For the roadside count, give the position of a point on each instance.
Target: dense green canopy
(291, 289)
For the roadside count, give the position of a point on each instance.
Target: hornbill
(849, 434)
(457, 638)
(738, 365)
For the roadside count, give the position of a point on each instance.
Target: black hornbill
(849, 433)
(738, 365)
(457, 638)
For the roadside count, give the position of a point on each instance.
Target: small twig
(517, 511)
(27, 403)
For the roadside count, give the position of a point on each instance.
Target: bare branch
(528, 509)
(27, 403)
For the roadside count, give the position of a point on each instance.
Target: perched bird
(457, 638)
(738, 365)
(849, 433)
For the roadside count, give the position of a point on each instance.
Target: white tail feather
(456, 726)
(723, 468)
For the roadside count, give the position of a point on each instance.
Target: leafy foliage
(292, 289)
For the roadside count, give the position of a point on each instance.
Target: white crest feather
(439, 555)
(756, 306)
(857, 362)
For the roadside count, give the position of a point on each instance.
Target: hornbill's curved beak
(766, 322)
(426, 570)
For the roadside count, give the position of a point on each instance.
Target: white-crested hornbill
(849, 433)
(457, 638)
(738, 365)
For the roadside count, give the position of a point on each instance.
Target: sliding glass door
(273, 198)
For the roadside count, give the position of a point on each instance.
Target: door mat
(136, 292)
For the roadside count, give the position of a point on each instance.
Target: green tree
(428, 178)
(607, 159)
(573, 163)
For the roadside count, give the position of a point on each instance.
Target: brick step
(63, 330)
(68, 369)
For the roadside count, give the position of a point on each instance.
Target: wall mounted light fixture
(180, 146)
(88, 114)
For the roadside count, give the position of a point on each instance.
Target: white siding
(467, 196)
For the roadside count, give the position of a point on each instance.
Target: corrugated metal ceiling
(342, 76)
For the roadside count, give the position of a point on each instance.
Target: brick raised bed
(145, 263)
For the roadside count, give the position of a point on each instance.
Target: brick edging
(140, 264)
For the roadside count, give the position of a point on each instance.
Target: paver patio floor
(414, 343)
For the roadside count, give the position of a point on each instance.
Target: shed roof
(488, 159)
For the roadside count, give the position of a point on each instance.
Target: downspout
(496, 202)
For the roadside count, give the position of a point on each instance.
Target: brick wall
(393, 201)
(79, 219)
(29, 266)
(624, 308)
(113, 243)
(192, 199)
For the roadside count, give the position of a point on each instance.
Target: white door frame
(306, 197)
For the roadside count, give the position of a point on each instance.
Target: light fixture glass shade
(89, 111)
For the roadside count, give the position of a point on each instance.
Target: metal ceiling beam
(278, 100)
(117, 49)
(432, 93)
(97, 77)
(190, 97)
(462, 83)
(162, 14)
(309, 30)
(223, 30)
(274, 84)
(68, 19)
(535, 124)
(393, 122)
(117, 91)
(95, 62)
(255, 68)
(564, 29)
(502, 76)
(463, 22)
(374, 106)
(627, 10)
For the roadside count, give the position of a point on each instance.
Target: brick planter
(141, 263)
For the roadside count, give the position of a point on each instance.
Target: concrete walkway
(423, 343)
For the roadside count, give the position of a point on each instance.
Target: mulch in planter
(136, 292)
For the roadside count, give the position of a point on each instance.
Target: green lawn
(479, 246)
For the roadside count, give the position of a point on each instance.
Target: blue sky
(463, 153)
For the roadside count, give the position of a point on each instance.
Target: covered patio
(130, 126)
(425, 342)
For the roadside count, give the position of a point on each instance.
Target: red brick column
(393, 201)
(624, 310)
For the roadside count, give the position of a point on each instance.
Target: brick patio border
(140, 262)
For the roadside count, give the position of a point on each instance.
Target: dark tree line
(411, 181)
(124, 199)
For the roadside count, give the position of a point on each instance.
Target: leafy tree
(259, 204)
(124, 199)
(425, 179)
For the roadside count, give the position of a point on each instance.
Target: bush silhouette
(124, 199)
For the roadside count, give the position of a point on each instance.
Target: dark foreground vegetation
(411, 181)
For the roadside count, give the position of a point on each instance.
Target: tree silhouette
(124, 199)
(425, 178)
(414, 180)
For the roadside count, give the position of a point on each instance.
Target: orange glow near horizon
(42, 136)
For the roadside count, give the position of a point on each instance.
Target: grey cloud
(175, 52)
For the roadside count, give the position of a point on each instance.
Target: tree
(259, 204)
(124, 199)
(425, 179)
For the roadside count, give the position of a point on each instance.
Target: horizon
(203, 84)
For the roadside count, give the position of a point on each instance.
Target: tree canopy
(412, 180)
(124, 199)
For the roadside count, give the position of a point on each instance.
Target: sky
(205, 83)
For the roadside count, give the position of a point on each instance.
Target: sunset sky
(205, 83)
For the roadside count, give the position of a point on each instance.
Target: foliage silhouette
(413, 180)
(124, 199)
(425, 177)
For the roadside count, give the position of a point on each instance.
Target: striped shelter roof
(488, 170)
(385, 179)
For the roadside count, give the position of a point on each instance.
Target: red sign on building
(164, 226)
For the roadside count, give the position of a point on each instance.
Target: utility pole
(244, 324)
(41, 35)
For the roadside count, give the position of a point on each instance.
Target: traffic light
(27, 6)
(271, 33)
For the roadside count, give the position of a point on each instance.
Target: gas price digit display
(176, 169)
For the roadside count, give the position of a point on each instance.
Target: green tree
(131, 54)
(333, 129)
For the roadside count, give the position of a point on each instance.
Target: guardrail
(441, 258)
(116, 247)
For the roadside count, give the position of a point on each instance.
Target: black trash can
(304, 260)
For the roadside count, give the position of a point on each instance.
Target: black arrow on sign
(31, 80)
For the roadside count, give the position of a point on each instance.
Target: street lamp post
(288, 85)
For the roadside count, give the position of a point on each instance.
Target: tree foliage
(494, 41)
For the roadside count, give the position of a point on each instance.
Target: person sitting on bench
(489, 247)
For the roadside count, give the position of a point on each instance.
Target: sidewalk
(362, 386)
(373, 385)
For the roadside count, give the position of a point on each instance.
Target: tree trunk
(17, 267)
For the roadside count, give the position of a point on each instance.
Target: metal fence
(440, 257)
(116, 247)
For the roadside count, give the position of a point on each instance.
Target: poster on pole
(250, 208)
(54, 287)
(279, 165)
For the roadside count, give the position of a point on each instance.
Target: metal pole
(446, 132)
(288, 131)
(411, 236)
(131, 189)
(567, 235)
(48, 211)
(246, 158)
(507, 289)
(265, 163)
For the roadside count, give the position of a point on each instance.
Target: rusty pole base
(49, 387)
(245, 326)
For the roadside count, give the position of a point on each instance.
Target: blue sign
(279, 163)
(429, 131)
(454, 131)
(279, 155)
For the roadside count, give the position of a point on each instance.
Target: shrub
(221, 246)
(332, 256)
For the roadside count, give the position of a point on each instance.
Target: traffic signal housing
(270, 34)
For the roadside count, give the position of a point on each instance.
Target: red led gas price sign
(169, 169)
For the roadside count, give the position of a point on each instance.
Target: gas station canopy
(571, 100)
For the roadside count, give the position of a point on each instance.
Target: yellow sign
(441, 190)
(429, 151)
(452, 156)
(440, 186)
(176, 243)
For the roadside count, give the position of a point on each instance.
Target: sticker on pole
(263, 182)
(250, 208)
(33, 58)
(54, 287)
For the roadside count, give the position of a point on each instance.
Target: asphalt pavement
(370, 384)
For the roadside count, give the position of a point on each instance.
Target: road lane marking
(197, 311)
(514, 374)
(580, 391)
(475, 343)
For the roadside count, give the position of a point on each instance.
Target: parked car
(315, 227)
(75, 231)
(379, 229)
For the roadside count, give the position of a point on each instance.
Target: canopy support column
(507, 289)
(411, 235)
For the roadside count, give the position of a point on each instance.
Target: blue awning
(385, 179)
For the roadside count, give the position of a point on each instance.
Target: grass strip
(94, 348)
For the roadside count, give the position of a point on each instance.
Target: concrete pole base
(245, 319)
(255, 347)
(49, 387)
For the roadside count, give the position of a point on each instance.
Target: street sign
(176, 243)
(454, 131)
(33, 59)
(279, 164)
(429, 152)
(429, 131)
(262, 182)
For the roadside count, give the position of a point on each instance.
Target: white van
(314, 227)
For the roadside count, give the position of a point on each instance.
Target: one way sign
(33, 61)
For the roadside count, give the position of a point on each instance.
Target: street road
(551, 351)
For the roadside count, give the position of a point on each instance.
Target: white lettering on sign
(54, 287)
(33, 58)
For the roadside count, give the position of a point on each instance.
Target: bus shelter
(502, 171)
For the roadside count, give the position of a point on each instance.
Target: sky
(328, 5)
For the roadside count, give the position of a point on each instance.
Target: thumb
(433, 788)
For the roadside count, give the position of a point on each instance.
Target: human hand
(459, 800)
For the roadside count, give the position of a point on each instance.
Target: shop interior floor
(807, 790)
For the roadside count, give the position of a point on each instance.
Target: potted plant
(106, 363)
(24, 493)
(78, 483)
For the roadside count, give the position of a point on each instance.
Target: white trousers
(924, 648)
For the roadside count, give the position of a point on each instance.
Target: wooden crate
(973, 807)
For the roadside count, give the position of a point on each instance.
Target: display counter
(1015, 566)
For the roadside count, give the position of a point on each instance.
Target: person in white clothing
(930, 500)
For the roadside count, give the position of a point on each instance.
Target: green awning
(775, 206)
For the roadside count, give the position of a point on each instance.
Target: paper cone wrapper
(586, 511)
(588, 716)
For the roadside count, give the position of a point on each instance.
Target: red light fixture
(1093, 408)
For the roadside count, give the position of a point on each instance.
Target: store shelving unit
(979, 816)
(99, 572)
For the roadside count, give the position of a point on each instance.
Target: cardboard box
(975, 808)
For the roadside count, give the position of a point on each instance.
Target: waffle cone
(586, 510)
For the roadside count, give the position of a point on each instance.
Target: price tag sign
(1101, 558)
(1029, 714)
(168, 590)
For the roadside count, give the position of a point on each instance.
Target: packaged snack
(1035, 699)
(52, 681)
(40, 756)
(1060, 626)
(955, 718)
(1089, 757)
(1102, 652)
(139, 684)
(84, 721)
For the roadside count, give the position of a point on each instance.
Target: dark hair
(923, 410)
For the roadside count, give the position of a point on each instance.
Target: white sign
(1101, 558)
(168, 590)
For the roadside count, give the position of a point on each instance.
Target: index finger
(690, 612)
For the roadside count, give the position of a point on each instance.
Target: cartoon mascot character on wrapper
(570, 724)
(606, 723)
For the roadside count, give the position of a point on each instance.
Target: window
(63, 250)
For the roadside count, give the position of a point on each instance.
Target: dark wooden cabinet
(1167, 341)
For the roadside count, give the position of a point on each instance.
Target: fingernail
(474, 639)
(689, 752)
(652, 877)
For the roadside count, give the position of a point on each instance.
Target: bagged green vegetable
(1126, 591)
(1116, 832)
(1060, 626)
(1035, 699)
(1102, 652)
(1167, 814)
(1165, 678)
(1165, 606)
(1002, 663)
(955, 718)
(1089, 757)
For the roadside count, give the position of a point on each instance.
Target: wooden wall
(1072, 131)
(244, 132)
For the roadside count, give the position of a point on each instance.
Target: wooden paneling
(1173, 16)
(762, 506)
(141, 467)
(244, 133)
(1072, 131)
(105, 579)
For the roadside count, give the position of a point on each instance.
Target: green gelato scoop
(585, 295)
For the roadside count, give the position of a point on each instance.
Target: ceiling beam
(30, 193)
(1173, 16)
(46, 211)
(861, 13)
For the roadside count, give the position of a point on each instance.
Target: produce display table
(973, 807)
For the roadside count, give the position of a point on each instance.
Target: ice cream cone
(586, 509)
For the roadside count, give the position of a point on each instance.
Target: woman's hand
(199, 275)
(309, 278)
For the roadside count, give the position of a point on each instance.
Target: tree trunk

━━━━━━━━

What the task asks
Count the lines of the items that contain the word "green" and give only that number.

Completed exercise
7